DATA FOR THIS EXERCISE —
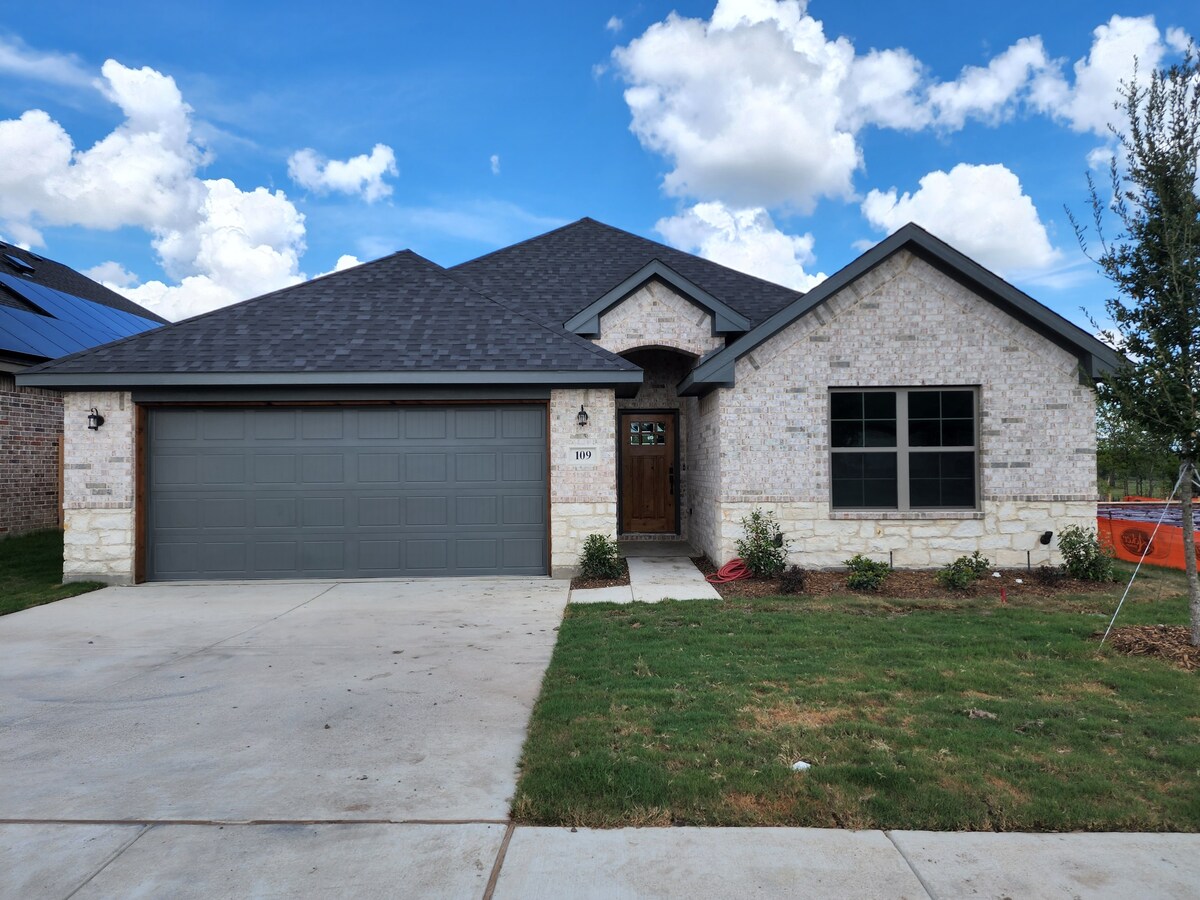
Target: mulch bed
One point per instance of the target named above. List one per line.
(1170, 642)
(906, 583)
(581, 583)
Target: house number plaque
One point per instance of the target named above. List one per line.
(582, 456)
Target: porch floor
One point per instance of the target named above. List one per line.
(647, 550)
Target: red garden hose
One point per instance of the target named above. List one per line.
(732, 570)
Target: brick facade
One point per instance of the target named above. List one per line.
(906, 324)
(30, 430)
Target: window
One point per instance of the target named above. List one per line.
(905, 449)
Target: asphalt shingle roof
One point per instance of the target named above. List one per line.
(555, 275)
(394, 315)
(65, 279)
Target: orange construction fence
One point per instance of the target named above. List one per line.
(1129, 537)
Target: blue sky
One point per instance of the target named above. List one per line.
(195, 169)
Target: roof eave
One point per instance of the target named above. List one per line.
(121, 381)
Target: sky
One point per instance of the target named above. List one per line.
(192, 156)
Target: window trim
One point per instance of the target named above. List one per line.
(903, 450)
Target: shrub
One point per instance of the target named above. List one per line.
(792, 581)
(865, 574)
(1085, 556)
(599, 558)
(963, 571)
(763, 549)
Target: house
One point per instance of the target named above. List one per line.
(405, 419)
(47, 310)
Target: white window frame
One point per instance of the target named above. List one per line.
(903, 450)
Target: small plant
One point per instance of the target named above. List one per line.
(1084, 555)
(792, 580)
(1049, 574)
(963, 571)
(865, 574)
(599, 558)
(763, 549)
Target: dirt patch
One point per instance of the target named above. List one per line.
(906, 585)
(789, 714)
(581, 583)
(1169, 642)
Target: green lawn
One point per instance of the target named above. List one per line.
(31, 571)
(694, 712)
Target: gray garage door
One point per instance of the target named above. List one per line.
(279, 492)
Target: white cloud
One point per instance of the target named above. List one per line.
(757, 107)
(112, 274)
(747, 240)
(1087, 105)
(978, 209)
(219, 243)
(990, 93)
(360, 175)
(23, 61)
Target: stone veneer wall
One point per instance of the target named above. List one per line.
(655, 316)
(99, 489)
(906, 324)
(30, 430)
(582, 498)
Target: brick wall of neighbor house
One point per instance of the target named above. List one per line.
(906, 324)
(582, 498)
(655, 316)
(99, 489)
(30, 427)
(663, 371)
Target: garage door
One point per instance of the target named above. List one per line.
(276, 492)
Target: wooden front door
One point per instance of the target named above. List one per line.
(648, 472)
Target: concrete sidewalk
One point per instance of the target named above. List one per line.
(485, 859)
(652, 579)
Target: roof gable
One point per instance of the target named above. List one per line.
(725, 319)
(557, 275)
(1096, 358)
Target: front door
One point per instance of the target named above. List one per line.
(648, 472)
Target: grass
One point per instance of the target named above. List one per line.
(693, 713)
(31, 571)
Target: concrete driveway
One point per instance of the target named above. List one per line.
(297, 706)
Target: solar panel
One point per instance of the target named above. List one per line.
(36, 335)
(108, 323)
(22, 265)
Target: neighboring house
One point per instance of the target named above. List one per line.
(405, 419)
(47, 310)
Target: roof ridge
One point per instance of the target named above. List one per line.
(201, 316)
(575, 340)
(711, 262)
(527, 240)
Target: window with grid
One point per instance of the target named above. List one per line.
(904, 449)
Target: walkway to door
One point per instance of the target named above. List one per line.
(658, 570)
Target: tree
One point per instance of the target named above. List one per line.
(1155, 264)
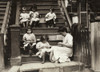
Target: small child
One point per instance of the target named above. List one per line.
(24, 18)
(43, 46)
(34, 17)
(50, 18)
(29, 42)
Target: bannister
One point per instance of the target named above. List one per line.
(6, 18)
(61, 3)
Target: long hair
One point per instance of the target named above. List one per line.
(43, 38)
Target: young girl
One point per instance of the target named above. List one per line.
(43, 46)
(50, 18)
(24, 18)
(29, 42)
(34, 15)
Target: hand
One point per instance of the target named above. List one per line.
(60, 43)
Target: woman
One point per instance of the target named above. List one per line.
(34, 17)
(24, 18)
(63, 51)
(50, 18)
(43, 46)
(29, 42)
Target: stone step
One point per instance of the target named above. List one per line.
(42, 7)
(42, 4)
(52, 67)
(41, 30)
(2, 6)
(3, 3)
(30, 59)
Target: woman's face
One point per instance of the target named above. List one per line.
(44, 41)
(63, 33)
(29, 31)
(51, 10)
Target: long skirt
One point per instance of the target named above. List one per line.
(61, 53)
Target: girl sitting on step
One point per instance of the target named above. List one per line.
(50, 18)
(34, 17)
(29, 42)
(44, 47)
(24, 18)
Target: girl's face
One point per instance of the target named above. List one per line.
(44, 41)
(51, 10)
(29, 31)
(33, 10)
(63, 33)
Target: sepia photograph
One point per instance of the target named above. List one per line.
(49, 36)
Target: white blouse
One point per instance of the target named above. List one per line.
(29, 37)
(39, 45)
(68, 39)
(34, 14)
(50, 16)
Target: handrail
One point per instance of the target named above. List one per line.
(66, 13)
(5, 20)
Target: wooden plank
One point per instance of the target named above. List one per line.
(95, 46)
(17, 13)
(15, 45)
(1, 51)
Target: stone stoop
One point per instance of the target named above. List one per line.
(52, 67)
(14, 69)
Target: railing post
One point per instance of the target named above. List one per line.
(15, 45)
(1, 51)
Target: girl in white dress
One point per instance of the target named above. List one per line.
(24, 18)
(43, 46)
(50, 18)
(29, 42)
(34, 17)
(63, 51)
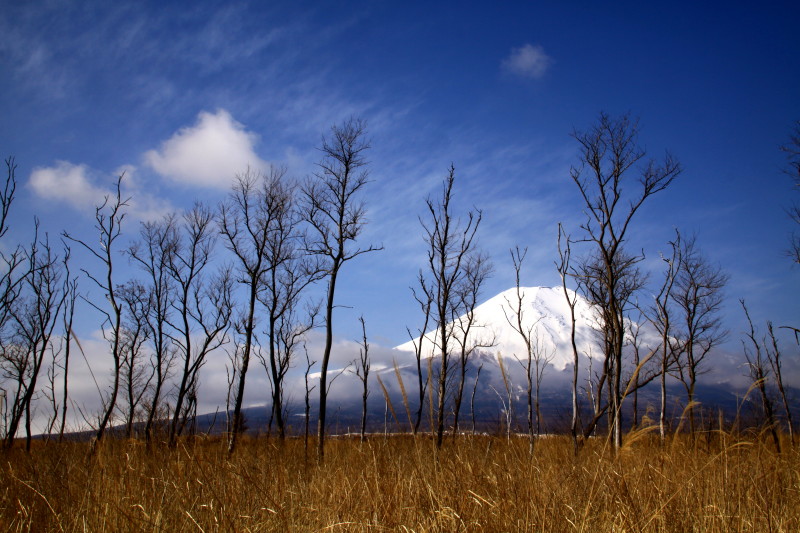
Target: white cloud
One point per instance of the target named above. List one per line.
(68, 183)
(528, 61)
(208, 154)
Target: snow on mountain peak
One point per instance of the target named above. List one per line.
(545, 313)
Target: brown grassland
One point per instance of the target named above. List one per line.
(481, 483)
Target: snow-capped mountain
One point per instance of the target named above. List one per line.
(545, 313)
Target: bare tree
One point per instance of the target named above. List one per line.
(136, 375)
(472, 396)
(467, 336)
(759, 374)
(336, 217)
(563, 268)
(11, 258)
(288, 270)
(246, 221)
(425, 301)
(661, 313)
(451, 247)
(774, 356)
(308, 390)
(792, 150)
(35, 317)
(697, 293)
(610, 275)
(362, 371)
(153, 253)
(289, 333)
(202, 304)
(70, 291)
(109, 216)
(535, 359)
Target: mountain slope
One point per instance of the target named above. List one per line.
(546, 312)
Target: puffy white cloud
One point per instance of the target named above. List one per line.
(72, 184)
(68, 183)
(528, 61)
(208, 154)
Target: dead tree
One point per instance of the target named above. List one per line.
(362, 371)
(660, 317)
(246, 221)
(287, 271)
(336, 217)
(289, 332)
(774, 356)
(759, 374)
(35, 317)
(424, 300)
(472, 396)
(792, 150)
(451, 246)
(70, 291)
(609, 154)
(308, 390)
(12, 261)
(467, 337)
(535, 359)
(136, 375)
(563, 268)
(109, 216)
(697, 293)
(153, 254)
(202, 306)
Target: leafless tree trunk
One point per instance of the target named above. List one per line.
(70, 291)
(563, 268)
(661, 314)
(467, 336)
(792, 150)
(287, 272)
(535, 360)
(451, 245)
(154, 254)
(308, 390)
(247, 221)
(203, 306)
(336, 217)
(425, 302)
(136, 376)
(774, 357)
(109, 217)
(698, 296)
(35, 316)
(472, 397)
(759, 374)
(362, 371)
(609, 153)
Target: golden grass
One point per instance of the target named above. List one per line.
(402, 484)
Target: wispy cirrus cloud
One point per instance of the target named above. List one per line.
(208, 154)
(527, 61)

WHAT THIS TASK INVOLVES —
Give back exactly the lines from the line containing "Target: brown grassland" to the end of the entries, and no other lines.

FINAL RESULT —
Target: brown grassland
One point per instance of the target named above. List one per line.
(481, 483)
Target: snow-capped mountain
One point per instance of the target named above. List one per line.
(545, 313)
Target: bare tree
One point per instance of the target named above. List one per line.
(136, 375)
(472, 396)
(467, 336)
(759, 374)
(336, 217)
(563, 268)
(11, 258)
(288, 270)
(246, 221)
(425, 301)
(661, 313)
(451, 247)
(774, 356)
(308, 390)
(792, 150)
(35, 317)
(697, 293)
(610, 275)
(362, 371)
(153, 253)
(289, 333)
(202, 304)
(70, 291)
(109, 216)
(535, 359)
Target: mountain slope
One point per instance of the target named above. List one per line.
(546, 312)
Target: puffy white cloud
One point per instance of the target named above. List one per line.
(72, 184)
(68, 183)
(528, 61)
(208, 154)
Target: dead tree
One point per instance of the target named above. List one per line.
(362, 371)
(660, 317)
(246, 221)
(287, 271)
(336, 217)
(289, 332)
(774, 356)
(759, 374)
(35, 317)
(424, 300)
(472, 396)
(792, 150)
(451, 246)
(70, 291)
(609, 154)
(308, 390)
(12, 261)
(467, 337)
(535, 359)
(136, 375)
(563, 268)
(109, 216)
(697, 293)
(153, 254)
(202, 306)
Target: leafless tree trunk
One point per instance of the target named above. List one per line.
(70, 291)
(563, 268)
(661, 314)
(467, 336)
(792, 150)
(287, 272)
(535, 360)
(451, 245)
(154, 254)
(308, 390)
(247, 221)
(203, 306)
(336, 217)
(425, 302)
(136, 376)
(774, 357)
(109, 217)
(698, 296)
(35, 316)
(472, 397)
(759, 374)
(362, 371)
(609, 153)
Target: golden grass
One point per instance of the target named above. List one per line.
(402, 484)
Target: wispy cirrus cloud
One point per instance of the target named above. List one per line.
(208, 154)
(527, 61)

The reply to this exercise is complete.